• **Reading passage**:
Re: Alias collision in `refresh materialized view concurrently`

From: Tom Lane <tgl(at)sss(dot)pgh(dot)pa(dot)us>
To: Michael Paquier <michael(at)paquier(dot)xyz>
Cc: Bharath Rupireddy <bharath(dot)rupireddyforpostgres(at)gmail(dot)com>, Thomas Munro <thomas(dot)munro(at)gmail(dot)com>, Bernd Helmle <mailings(at)oopsware(dot)de>, Mathis Rudolf <mathis(dot)rudolf(at)credativ(dot)de>, PostgreSQL-development <pgsql-hackers(at)postgresql(dot)org>
Subject: Re: Alias collision in `refresh materialized view concurrently`
Date: 2021-08-06 14:48:40
Message-ID: 2488325.1628261320@sss.pgh.pa.us
Views: Raw Message | Whole Thread | Download mbox | Resend email
Thread:
Lists: pgsql-hackers

Michael Paquier <michael(at)paquier(dot)xyz> writes:
> On Wed, Jun 02, 2021 at 03:44:45PM +0530, Bharath Rupireddy wrote:
>> Thanks.The changes with that approach are very minimal. PSA v5 and let
>> me know if any more changes are needed.

> Simple enough, so applied and back-patched.

I just came across this issue while preparing the release notes.
ISTM that people have expended a great deal of effort on a fundamentally
unreliable solution, when a reliable one is easily available.
The originally complained-of issue was that a user-chosen column name
could collide with the query-chosen table name:

ERROR: column reference "mv" is ambiguous
LINE 1: ...alog.=) mv.mv AND newdata OPERATOR(pg_catalog.*=) mv) WHERE ...

This is true, but it's self-inflicted damage, because all you have
to do is write the query so that mv is clearly a table name:

... mv.mv AND newdata.* OPERATOR(pg_catalog.*=) mv.*) WHERE ...

• **Provided data**:

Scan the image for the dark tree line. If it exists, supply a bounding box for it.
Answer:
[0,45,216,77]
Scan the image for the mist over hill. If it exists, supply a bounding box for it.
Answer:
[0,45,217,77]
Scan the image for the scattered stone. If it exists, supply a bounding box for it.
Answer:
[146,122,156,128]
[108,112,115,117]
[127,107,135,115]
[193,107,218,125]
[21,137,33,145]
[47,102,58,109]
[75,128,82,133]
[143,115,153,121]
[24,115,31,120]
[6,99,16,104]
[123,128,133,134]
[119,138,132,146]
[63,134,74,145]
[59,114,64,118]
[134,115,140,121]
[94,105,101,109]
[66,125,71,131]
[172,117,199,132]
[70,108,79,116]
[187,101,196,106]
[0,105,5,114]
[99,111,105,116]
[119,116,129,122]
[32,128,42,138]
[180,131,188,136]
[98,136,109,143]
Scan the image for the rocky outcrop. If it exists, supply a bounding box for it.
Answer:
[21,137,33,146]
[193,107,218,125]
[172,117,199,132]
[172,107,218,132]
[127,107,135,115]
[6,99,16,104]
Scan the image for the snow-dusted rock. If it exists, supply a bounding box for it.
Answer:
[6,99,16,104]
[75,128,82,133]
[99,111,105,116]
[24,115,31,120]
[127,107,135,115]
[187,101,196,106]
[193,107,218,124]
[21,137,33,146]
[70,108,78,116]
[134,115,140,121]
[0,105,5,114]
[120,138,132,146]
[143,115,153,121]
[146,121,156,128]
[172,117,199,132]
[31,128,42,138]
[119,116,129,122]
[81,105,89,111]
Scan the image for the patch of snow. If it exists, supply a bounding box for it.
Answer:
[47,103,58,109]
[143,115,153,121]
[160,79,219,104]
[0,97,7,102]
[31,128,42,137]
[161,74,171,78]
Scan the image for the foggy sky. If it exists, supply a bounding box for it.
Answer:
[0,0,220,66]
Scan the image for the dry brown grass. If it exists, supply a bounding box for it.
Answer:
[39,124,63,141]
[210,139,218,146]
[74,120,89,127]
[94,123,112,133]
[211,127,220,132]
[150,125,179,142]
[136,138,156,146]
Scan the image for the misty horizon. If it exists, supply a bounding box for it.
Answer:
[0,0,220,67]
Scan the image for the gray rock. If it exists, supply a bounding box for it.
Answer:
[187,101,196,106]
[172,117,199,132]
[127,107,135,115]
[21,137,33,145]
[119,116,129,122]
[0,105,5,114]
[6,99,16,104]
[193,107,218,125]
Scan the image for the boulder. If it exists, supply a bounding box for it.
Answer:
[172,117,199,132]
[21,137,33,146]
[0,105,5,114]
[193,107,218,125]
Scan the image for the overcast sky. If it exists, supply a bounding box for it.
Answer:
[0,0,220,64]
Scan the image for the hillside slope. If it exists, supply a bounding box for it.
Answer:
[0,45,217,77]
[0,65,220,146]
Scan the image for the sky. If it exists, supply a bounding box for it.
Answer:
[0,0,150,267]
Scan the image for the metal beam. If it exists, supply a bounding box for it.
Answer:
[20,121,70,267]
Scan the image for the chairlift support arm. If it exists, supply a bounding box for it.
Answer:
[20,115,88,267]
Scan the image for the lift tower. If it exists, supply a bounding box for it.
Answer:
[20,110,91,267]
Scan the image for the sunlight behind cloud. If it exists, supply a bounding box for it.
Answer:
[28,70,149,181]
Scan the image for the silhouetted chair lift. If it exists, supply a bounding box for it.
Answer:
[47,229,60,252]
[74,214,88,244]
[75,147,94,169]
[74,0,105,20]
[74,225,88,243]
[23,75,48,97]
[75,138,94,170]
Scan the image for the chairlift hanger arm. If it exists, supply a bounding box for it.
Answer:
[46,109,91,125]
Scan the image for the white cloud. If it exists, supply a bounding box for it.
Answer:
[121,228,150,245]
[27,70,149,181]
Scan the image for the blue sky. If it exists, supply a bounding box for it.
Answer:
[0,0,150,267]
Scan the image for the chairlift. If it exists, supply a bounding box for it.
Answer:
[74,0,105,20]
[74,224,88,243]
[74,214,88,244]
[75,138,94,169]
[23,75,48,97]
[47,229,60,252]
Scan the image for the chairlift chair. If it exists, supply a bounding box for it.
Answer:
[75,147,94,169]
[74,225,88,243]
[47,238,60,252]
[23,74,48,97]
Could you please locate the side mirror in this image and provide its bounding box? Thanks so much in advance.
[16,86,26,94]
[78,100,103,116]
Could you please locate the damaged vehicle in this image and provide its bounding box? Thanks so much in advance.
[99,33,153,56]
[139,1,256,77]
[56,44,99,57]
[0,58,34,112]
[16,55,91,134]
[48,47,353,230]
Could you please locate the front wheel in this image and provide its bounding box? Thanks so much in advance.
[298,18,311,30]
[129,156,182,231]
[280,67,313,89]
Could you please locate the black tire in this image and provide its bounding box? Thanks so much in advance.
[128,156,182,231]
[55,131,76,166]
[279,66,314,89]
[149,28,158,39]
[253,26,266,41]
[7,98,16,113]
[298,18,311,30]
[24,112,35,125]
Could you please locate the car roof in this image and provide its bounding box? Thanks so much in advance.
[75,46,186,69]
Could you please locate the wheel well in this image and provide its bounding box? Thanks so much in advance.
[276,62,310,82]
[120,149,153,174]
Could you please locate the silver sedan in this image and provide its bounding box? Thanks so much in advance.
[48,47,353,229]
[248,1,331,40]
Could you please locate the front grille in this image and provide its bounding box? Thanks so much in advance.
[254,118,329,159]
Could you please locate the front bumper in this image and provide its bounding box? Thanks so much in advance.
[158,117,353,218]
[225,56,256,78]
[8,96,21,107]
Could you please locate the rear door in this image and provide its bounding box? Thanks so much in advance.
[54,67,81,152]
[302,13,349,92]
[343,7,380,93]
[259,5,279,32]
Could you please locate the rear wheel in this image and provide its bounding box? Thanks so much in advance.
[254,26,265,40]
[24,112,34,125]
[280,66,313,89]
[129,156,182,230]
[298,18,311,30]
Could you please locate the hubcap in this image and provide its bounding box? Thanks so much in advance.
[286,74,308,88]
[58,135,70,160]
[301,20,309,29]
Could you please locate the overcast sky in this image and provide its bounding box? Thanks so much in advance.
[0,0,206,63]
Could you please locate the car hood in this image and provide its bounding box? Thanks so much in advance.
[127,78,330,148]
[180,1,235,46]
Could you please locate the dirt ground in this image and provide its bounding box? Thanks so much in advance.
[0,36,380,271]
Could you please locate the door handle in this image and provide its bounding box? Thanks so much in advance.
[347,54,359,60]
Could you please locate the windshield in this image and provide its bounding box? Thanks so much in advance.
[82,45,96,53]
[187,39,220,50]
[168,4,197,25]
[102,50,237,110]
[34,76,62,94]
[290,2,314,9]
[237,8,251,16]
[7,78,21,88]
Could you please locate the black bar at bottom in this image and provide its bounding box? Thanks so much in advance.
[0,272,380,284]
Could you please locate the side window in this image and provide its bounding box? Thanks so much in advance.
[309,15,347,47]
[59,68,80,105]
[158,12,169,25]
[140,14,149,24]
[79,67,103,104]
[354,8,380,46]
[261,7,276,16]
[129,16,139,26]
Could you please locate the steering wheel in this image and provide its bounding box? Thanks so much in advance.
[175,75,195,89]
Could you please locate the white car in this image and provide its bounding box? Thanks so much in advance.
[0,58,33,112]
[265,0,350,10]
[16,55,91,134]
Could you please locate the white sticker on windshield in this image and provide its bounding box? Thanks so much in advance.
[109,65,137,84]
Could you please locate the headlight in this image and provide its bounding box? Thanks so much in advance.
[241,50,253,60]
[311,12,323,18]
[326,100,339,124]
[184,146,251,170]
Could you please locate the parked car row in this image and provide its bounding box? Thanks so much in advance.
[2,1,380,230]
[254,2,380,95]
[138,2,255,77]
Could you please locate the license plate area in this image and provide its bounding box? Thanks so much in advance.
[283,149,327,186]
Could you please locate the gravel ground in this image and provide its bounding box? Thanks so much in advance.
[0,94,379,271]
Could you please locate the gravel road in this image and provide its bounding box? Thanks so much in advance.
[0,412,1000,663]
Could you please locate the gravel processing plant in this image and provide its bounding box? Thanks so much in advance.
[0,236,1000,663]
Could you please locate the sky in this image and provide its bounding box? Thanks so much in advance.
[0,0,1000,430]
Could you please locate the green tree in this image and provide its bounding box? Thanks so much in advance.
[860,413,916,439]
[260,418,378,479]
==
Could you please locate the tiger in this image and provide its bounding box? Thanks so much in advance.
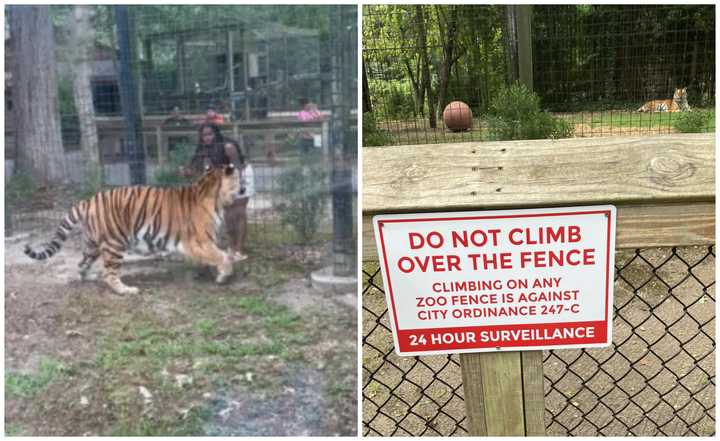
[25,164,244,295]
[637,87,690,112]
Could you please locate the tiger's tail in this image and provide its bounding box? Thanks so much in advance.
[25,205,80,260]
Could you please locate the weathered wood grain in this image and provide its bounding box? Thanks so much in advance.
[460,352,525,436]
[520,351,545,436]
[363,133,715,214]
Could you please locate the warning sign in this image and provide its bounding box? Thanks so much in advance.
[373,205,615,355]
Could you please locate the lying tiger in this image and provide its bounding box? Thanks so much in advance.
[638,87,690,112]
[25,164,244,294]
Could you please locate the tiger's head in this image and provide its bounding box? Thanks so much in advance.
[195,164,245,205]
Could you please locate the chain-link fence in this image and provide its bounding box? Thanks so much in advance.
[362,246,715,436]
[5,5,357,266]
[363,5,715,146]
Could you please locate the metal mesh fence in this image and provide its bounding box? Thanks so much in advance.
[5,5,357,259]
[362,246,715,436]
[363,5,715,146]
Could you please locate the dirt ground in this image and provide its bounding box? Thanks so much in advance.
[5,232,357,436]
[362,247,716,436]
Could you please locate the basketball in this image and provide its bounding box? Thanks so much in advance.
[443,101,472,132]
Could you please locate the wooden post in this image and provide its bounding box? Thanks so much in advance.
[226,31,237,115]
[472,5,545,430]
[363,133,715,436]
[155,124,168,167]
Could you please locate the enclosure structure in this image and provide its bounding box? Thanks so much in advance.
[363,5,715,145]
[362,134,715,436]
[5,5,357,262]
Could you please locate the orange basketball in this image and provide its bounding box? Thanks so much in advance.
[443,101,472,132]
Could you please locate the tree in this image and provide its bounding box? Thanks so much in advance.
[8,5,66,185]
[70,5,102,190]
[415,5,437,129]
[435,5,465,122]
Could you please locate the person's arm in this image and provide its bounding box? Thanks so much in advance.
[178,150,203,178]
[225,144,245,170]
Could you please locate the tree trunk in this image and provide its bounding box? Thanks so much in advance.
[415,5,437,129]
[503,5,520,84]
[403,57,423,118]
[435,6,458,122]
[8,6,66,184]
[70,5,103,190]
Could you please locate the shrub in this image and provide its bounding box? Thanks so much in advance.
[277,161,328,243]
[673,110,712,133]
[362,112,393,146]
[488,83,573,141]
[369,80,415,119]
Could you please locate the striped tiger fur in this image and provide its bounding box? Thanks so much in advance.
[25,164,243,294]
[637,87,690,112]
...
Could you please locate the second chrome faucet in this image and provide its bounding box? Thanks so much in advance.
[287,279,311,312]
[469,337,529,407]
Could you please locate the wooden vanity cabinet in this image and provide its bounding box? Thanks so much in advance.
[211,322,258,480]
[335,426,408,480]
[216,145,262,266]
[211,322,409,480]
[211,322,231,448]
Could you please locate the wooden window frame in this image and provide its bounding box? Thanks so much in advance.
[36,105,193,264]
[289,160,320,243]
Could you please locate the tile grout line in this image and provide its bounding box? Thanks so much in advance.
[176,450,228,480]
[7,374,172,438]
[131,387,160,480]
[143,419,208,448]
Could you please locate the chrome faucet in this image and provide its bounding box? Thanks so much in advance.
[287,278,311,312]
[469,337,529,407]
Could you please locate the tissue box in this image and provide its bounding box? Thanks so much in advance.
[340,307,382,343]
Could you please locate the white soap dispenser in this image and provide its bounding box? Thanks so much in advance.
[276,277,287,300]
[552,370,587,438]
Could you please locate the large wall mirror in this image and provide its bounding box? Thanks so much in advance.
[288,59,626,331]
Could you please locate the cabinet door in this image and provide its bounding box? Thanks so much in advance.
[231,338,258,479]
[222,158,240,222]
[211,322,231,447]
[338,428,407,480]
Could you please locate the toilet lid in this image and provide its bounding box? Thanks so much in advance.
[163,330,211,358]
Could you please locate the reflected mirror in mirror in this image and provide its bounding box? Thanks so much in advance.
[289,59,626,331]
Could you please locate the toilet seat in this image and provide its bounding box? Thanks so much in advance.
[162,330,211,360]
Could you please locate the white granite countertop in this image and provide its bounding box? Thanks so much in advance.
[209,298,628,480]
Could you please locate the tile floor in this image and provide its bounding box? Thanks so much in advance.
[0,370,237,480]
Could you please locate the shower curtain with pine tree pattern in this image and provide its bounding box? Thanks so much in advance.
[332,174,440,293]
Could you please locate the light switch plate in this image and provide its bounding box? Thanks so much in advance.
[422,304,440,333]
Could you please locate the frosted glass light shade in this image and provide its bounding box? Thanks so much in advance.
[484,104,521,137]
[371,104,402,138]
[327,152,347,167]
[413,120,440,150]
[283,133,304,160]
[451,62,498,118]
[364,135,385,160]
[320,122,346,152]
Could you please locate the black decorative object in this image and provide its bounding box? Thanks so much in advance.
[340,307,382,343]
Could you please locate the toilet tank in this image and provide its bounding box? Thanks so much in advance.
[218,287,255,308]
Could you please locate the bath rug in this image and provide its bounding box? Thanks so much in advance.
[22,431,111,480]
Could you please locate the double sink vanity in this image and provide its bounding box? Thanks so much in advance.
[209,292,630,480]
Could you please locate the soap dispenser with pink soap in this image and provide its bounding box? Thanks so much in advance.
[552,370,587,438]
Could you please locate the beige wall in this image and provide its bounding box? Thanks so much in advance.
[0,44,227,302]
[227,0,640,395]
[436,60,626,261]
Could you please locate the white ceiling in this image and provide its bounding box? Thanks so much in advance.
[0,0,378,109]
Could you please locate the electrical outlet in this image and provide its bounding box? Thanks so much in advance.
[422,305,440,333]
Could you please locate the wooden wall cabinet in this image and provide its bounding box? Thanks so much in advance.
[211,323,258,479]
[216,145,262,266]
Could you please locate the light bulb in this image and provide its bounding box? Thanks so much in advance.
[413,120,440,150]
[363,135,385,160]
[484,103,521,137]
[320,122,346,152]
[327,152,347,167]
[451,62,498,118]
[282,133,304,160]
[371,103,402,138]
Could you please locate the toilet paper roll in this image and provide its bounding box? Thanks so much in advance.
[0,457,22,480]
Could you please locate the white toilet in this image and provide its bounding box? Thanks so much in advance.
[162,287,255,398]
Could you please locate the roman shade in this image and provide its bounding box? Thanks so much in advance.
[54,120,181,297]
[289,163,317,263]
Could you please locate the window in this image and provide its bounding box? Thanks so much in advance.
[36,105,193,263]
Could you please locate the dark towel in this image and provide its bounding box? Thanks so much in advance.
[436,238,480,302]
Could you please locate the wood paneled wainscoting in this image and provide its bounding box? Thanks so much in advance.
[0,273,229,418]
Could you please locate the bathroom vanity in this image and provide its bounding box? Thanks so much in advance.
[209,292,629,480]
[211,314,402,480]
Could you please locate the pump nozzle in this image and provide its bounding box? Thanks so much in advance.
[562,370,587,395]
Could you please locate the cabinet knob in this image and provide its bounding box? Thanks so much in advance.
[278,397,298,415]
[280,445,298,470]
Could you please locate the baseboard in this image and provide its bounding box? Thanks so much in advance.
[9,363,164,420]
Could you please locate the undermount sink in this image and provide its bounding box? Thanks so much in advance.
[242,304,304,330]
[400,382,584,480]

• **Tasks to complete**:
a – Please copy the stretch of the records from the line containing "Scan the image for the dry" through the line containing "[20,110,91,267]", both included, character for character.
b – Continue the mailing-list reply about the alias collision in `refresh materialized view concurrently` from where it stops.

• **Answers to the problems**:
a –
Scan the image for the dry brown grass. If it exists, supply a bounding box for it.
Answer:
[39,124,63,141]
[210,139,218,146]
[74,120,89,127]
[94,123,112,133]
[211,127,220,132]
[150,125,179,142]
[136,138,156,146]
Scan the image for the misty horizon. If it exists, supply a bounding box for it.
Answer:
[0,0,220,67]
Scan the image for the gray rock. If it exists, supply a bounding box for it.
Answer:
[187,101,196,106]
[172,117,199,132]
[127,107,135,115]
[21,137,33,145]
[119,116,129,122]
[0,105,5,114]
[6,99,16,104]
[193,107,218,125]
Scan the image for the boulder. If it exists, supply a bounding box for it.
Answer:
[172,117,199,132]
[21,137,33,146]
[0,105,5,114]
[193,107,218,125]
Scan the image for the overcast sky. If it exists, supply a bounding box for it.
Answer:
[0,0,220,64]
Scan the image for the hillside slope. If it exists, supply a bounding box for it.
Answer:
[0,45,217,77]
[0,65,220,146]
Scan the image for the sky. If it exists, supply a bounding box for it.
Answer:
[0,0,150,267]
Scan the image for the metal beam. If it exists, supply a bounding box for it.
Answer:
[20,121,70,267]
Scan the image for the chairlift support arm. If it exists, supply a bounding box for it.
Answer:
[20,115,88,267]
Scan the image for the lift tower. If it exists, supply a bounding box for it.
Answer:
[20,110,91,267]

b –
AFAICT that works and generates the identical parse tree to the original
coding. The only place touched by the patch where it's a bit difficult to
make the syntax unambiguous this way is

"CREATE TEMP TABLE %s AS "
"SELECT _$mv.ctid AS tid, _$newdata "
"FROM %s _$mv FULL JOIN %s _$newdata ON (",

because newdata.* would ordinarily get expanded to multiple columns
if it's at the top level of a SELECT list, and that's not what we want.
However, that's easily fixed using the same hack as in ruleutils.c's
get_variable: add a no-op cast to the table's rowtype. So this
would look like

appendStringInfo(&querybuf,
"CREATE TEMP TABLE %s AS "
"SELECT mv.ctid AS tid, newdata.*::%s "
"FROM %s mv FULL JOIN %s newdata ON (",
diffname, matviewname, matviewname, tempname);

Given that it took this long to notice the problem at all, maybe
this is not a fix to cram in on the weekend before the release wrap.
But I don't see why we need to settle for "mostly works" when
"always works" is barely any harder.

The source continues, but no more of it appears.